> Directions:
Your task is to quote the material that follows, in full and exactly.

— Start Provided records —

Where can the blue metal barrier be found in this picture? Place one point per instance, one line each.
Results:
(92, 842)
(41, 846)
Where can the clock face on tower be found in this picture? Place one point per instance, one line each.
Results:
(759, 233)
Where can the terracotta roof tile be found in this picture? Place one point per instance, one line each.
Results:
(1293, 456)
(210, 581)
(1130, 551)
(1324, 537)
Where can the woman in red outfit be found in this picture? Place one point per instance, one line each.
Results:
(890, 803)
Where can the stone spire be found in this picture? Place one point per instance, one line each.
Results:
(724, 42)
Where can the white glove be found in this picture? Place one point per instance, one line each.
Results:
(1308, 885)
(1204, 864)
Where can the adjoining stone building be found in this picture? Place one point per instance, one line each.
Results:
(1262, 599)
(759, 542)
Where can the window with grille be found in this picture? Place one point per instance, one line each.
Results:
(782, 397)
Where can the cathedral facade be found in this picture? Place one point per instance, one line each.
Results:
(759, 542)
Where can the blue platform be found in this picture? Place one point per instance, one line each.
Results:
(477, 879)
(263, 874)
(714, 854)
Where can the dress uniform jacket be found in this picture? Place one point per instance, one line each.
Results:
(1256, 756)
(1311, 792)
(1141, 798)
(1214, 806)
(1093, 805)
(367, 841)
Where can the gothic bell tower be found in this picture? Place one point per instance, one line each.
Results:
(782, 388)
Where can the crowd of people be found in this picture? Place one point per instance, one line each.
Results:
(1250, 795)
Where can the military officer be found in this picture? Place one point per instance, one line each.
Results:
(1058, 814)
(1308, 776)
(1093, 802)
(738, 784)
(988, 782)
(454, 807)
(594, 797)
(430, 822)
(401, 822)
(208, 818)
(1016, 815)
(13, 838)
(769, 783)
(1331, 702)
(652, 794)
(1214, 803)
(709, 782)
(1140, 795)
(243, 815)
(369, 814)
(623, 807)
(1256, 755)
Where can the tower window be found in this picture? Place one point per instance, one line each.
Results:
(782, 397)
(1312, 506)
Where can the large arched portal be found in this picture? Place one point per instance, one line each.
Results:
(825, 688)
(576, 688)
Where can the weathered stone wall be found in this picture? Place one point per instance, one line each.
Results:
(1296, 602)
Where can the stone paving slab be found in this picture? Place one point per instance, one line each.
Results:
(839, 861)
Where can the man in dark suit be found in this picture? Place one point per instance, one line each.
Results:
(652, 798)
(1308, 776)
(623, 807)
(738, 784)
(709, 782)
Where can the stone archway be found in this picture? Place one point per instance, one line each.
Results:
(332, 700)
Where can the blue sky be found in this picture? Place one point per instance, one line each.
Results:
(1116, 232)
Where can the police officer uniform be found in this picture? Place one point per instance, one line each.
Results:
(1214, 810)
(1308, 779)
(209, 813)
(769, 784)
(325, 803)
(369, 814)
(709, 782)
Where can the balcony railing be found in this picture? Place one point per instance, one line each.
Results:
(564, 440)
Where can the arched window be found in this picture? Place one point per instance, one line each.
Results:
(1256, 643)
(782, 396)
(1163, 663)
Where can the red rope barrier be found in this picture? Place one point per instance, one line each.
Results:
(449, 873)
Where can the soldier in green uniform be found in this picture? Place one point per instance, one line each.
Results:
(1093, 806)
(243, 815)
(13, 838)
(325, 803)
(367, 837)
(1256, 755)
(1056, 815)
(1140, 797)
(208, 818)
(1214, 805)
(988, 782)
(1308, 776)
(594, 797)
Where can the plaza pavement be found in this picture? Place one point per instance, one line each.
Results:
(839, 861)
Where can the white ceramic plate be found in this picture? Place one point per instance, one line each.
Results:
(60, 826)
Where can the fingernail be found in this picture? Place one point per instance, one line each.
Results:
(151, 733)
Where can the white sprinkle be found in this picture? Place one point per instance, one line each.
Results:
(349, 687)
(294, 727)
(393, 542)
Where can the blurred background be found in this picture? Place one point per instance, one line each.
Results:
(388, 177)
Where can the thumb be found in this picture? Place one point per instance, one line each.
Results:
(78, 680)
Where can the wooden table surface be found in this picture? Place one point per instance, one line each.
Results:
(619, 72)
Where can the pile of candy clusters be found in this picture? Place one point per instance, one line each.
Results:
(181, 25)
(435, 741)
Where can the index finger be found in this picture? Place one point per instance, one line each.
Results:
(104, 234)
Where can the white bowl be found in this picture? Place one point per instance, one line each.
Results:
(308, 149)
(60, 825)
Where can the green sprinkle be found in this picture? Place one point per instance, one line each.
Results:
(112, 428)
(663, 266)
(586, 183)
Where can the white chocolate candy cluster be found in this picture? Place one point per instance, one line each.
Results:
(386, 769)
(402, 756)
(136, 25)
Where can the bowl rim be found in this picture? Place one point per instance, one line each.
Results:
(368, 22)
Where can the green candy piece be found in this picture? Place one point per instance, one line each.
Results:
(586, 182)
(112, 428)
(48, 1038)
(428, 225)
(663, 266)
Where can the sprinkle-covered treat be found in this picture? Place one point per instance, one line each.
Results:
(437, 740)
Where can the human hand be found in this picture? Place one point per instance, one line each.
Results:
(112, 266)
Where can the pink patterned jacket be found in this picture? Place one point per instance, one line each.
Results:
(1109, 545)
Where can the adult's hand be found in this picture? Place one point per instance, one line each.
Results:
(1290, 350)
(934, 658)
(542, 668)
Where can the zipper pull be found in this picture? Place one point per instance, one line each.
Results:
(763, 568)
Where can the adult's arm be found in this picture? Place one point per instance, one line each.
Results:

— End Provided records —

> Correct response:
Where can the blue metal barrier be found in this picture? Place one point per instance, one line each.
Results:
(92, 842)
(41, 846)
Where can the clock face on tower be found in this picture? Place one point per instance, one line each.
Results:
(759, 233)
Where can the terracotta roof tile be found in this picture? Place one point per instance, one line each.
Results:
(1293, 456)
(210, 581)
(1130, 551)
(1324, 537)
Where can the woman in red outfit be found in this picture? Place one point per instance, one line each.
Results:
(890, 803)
Where can the stone spire be found in this picture? Place one point per instance, one line each.
Results:
(724, 42)
Where can the white glove be found in this picture? Place one point per instance, one line each.
Results:
(1308, 885)
(1204, 864)
Where can the adjoining stone building be found in this picture? Place one point per instance, one line each.
Results:
(1262, 599)
(759, 542)
Where can the window with grille be found in this picture? Place one point per instance, one line each.
Results:
(782, 397)
Where can the cathedral facade be found in this picture? Place one point per instance, one line each.
Results:
(759, 542)
Where can the blue platform be found in this picture? Place one point per instance, one line each.
Results:
(477, 879)
(263, 874)
(714, 854)
Where can the dress uniform jacket be found in this picture? Place one point per instance, one line each.
Results:
(1256, 756)
(1311, 792)
(1141, 798)
(1214, 806)
(1093, 805)
(367, 841)
Where can the gothic bell tower be found in this picture? Place one point per instance, one line each.
Results:
(782, 388)
Where can the crowd of people be found in this picture? Place one point per instance, one line each.
Results:
(1250, 795)
Where can the military officer be found in this picture? Place one point per instance, one line each.
Results:
(1058, 814)
(1308, 776)
(1093, 802)
(738, 784)
(988, 782)
(454, 807)
(594, 797)
(430, 822)
(401, 822)
(208, 818)
(1016, 815)
(13, 838)
(769, 783)
(1331, 702)
(652, 794)
(1214, 803)
(709, 782)
(1140, 795)
(243, 815)
(369, 814)
(623, 807)
(1256, 755)
Where can the tower window be found in this picture? Place one point per instance, one line each.
Results:
(782, 397)
(1312, 506)
Where can the large arched portal be found in this picture? Place one point per instance, one line each.
Results:
(825, 688)
(576, 688)
Where can the weathered stone wall be found in this picture? Place one point per instance, one line each.
Results:
(1296, 602)
Where can the stone paving slab be found in this picture? Place one point per instance, one line each.
Results:
(839, 861)
Where can the man in dark suit be found in this picture? Place one point per instance, one line each.
Results:
(652, 798)
(1308, 776)
(623, 807)
(738, 784)
(709, 782)
Where can the stone archway be found in this picture? Place one point per instance, one line each.
Results:
(332, 700)
Where can the blue sky be found in this picture? Place one point per instance, one line each.
Results:
(1116, 232)
Where can the police officer uniform be found in this picture? Place one point per instance, one line each.
Results:
(1214, 810)
(1308, 779)
(209, 813)
(769, 784)
(325, 803)
(369, 814)
(709, 782)
Where can the balcony railing be found in this picture? Place one point per instance, one line each.
Results:
(564, 440)
Where can the arched window be found in this picture? Place one point per instance, one line each.
Results:
(1256, 643)
(782, 396)
(1163, 663)
Where can the red rope barrier be found in this picture? Place one point per instance, one line each.
Results:
(449, 873)
Where can the soldier in green uniform be found in this picture? Place one point per instance, one line each.
Results:
(1093, 806)
(243, 815)
(13, 838)
(325, 803)
(367, 837)
(1256, 755)
(1056, 815)
(1140, 797)
(208, 818)
(1214, 805)
(988, 782)
(1308, 776)
(594, 797)
Where can the plaza pavement be found in this picture? Place one point per instance, one line each.
Results:
(839, 861)
Where can the white ceramic plate be found in this picture? Place one point per instance, one line each.
Results:
(60, 826)
Where can the fingernail be found in this picture? Place one point per instance, one line each.
Results:
(151, 733)
Where can the white sprinkle be found in this picture? Place one point per instance, one line each.
Results:
(349, 687)
(294, 727)
(393, 542)
Where can the blurred background be found in this picture? Place one point per instance, one line each.
Results:
(388, 177)
Where can the thumb be found in this picture? Place one point per instance, one line each.
Results:
(78, 680)
Where can the wooden table surface be found in this picture? Place one point per instance, one line each.
Results:
(619, 72)
Where can the pile of candy clusters be found in this picture? Place one point per instance, one line each.
Results:
(181, 25)
(435, 741)
Where can the index finger be found in this picture? Place one point per instance, one line each.
Results:
(104, 234)
Where can the white bowl be found in this picture? Place one point per instance, one line each.
Results:
(308, 149)
(60, 825)
Where can the green sprinkle be found in this picture? Place one point per instance, one line each.
Results:
(112, 428)
(663, 266)
(586, 183)
Where can the white chocolate candy cluster be found in this picture? Place one point per instance, one line each.
Results:
(386, 769)
(402, 756)
(136, 25)
Where can the bowl rim be found in this picture? Place one point per instance, one line each.
Results:
(368, 22)
Where can the green candy piece be found in this picture? Place one point per instance, one line each.
Results:
(586, 182)
(112, 428)
(48, 1038)
(428, 225)
(663, 266)
Where can the sprinkle-covered treat be found in this picture? Place one point per instance, one line each.
Results:
(437, 740)
Where can the human hand be found in this picture? Place one point per instance, one line each.
Results:
(112, 266)
Where can the pink patterned jacket be found in this picture? Place one point per instance, one line each.
Results:
(1109, 545)
Where can the adult's hand be found in this picture? Place one point per instance, one line each.
Results:
(1290, 350)
(934, 658)
(542, 668)
Where can the zipper pull be found in this picture? Place one point per instance, one line each.
Results:
(763, 568)
Where can the adult's arm be found in this picture? Place one point per instance, one line each.
Results:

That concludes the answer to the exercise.